== EXERCISE ==
In the data that follows, count each line with the string "draw"; the reply is the number only.

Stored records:
-*-
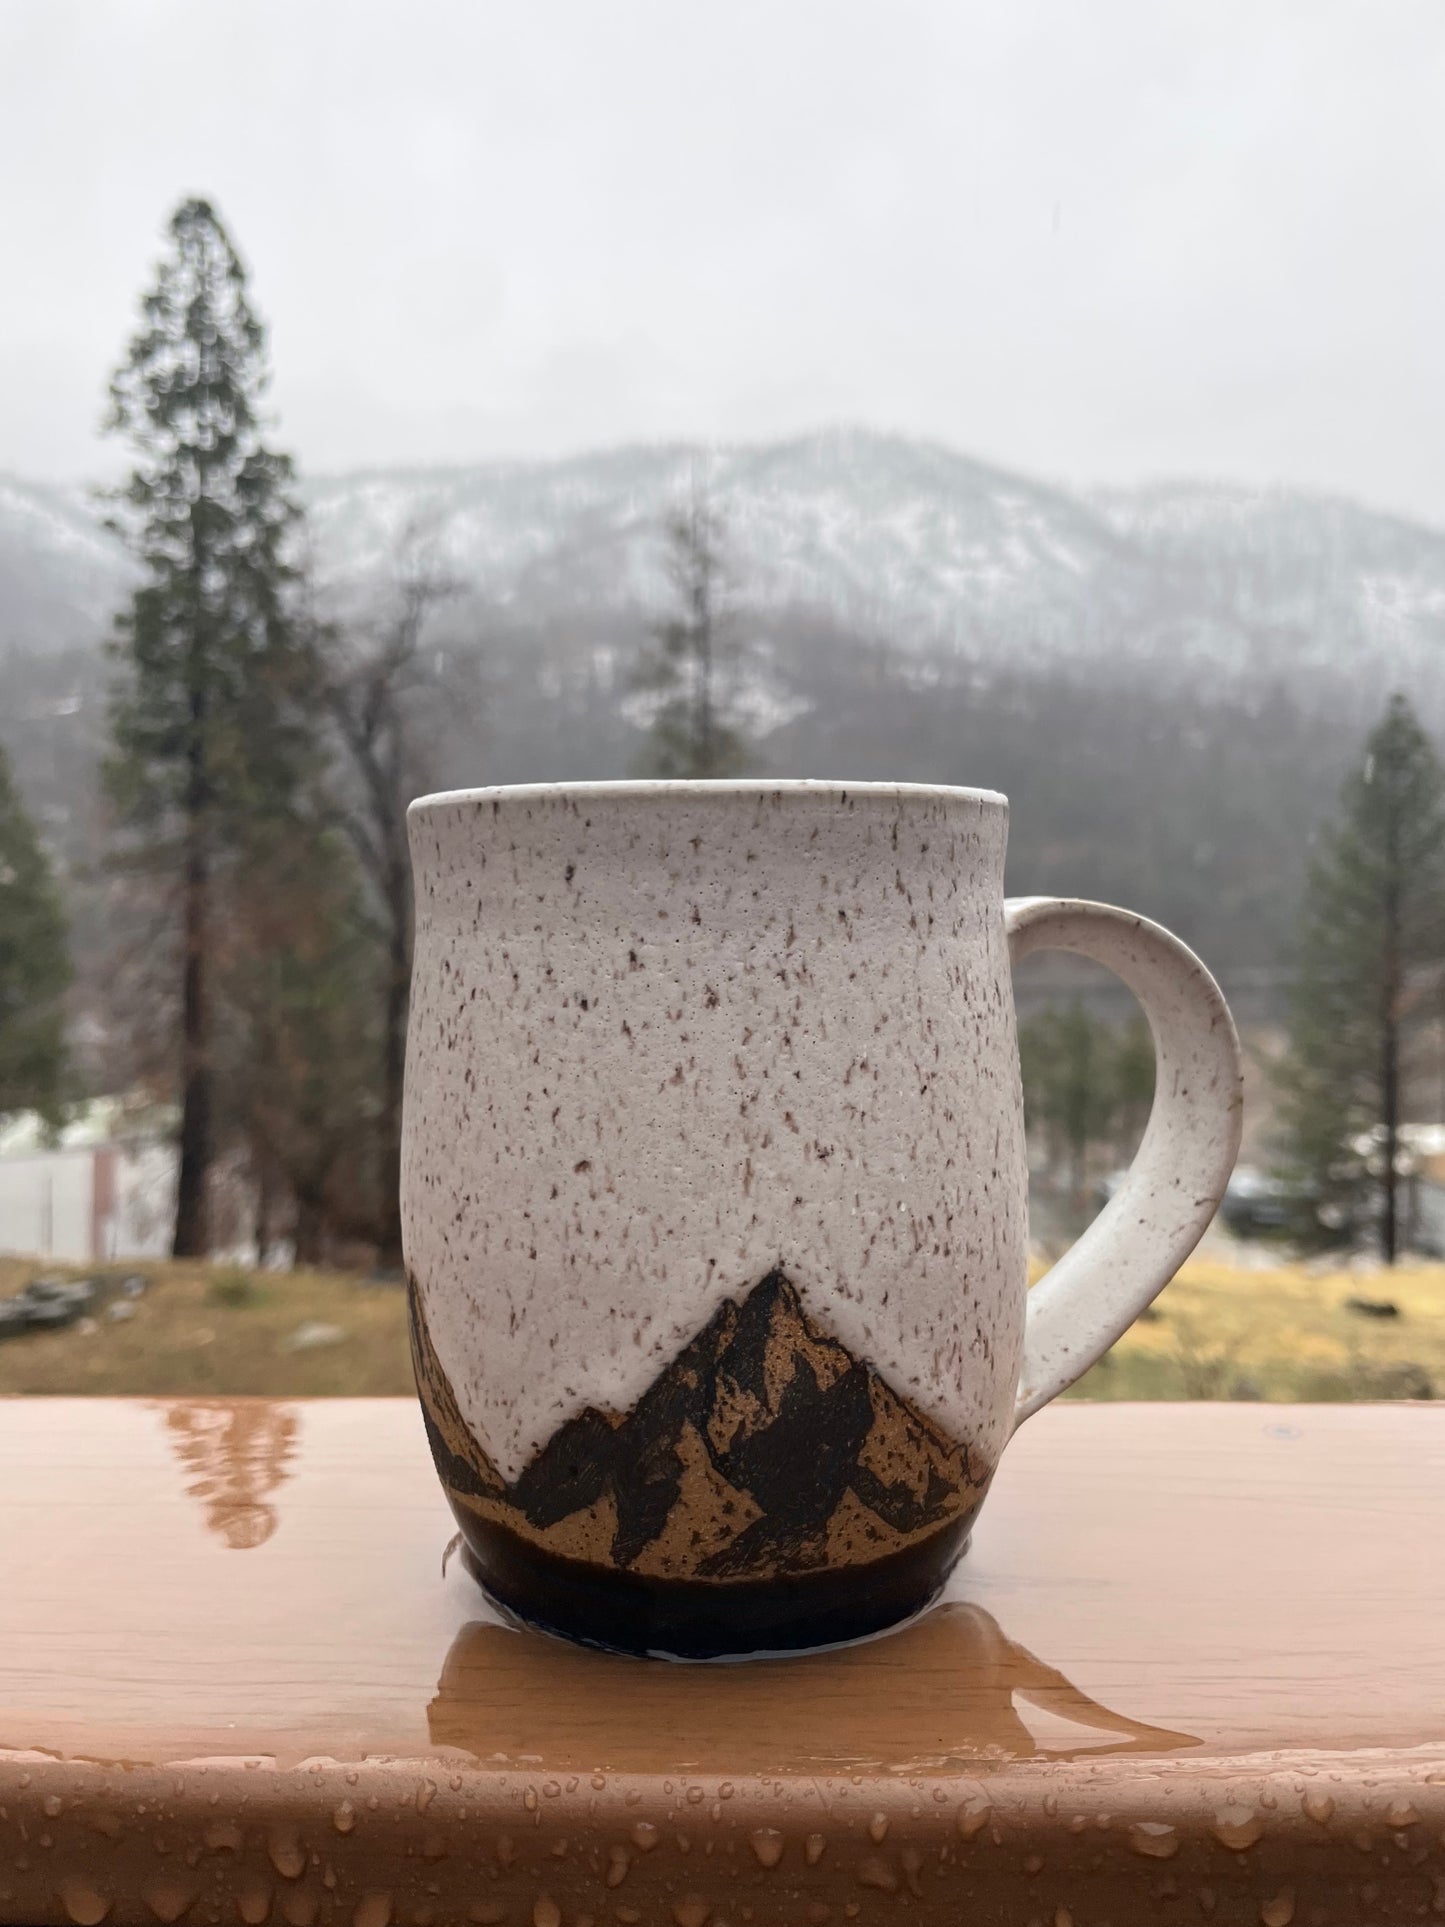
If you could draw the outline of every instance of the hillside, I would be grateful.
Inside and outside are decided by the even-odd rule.
[[[732,706],[760,769],[1002,788],[1014,887],[1130,902],[1236,985],[1271,971],[1386,691],[1445,723],[1445,532],[1288,491],[1070,492],[837,430],[308,482],[348,619],[384,608],[409,532],[461,590],[431,631],[429,783],[635,766],[631,663],[694,468],[729,529]],[[128,570],[83,490],[0,481],[0,741],[87,940],[101,645]]]
[[[304,489],[323,573],[354,590],[408,529],[516,618],[634,616],[665,596],[660,523],[706,473],[735,588],[928,656],[1011,668],[1181,662],[1231,678],[1368,665],[1435,687],[1445,532],[1327,497],[1160,483],[1070,493],[859,429],[714,450],[379,469]],[[0,653],[90,639],[126,564],[79,488],[0,478]],[[585,649],[584,630],[574,645]]]

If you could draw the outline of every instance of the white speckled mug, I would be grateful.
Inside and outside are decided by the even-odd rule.
[[[802,782],[412,805],[417,1380],[520,1617],[706,1656],[916,1612],[1014,1426],[1209,1223],[1223,999],[1157,924],[1005,903],[1007,808]],[[1009,966],[1045,948],[1123,978],[1158,1076],[1126,1183],[1030,1292]]]

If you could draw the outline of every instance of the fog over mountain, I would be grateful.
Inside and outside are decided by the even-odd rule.
[[[760,769],[1005,789],[1012,887],[1130,902],[1226,975],[1276,960],[1389,689],[1445,719],[1445,532],[1344,500],[1071,492],[856,429],[312,478],[336,610],[383,603],[408,539],[463,591],[431,631],[438,783],[633,766],[629,665],[694,476],[727,523],[732,702]],[[131,579],[101,524],[79,488],[0,477],[0,737],[78,879]]]

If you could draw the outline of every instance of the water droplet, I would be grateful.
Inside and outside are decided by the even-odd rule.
-*-
== YOUR SOLUTION ==
4